Start of Material provided

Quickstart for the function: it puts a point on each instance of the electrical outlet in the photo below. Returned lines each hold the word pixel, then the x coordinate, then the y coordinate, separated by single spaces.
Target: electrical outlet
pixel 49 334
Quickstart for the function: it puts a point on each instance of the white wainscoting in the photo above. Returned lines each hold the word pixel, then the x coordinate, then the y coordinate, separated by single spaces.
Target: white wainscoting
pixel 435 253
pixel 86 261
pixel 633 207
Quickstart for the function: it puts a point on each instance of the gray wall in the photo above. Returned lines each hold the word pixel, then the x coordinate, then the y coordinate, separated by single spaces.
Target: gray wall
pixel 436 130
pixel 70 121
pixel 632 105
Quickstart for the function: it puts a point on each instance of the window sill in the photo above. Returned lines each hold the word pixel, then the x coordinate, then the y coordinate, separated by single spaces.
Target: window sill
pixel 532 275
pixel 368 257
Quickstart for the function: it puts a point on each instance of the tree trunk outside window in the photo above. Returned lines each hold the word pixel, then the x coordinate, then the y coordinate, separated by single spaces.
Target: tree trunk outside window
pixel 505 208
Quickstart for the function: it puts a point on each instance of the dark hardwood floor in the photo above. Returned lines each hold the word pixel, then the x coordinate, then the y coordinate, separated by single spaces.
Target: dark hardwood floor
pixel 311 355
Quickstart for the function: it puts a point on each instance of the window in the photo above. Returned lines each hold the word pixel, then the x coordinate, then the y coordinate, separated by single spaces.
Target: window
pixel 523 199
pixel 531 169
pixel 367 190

End of Material provided

### Work order
Starting with the first line of the records above, give back each line exactly until the line with "of the white" has been given as well.

### Your response
Quickstart for the function: it puts a point on each instance of the electrical outlet in the photo below. Returned lines each hold the word pixel, then the x coordinate, then the y coordinate, separated by single spaces.
Target: electrical outlet
pixel 49 334
Quickstart for the function: it puts a point on each instance of the white wainscoting in the photo above. Returned lines each hold the word pixel, then the x coordinate, then the y coordinate, separated by single spaces.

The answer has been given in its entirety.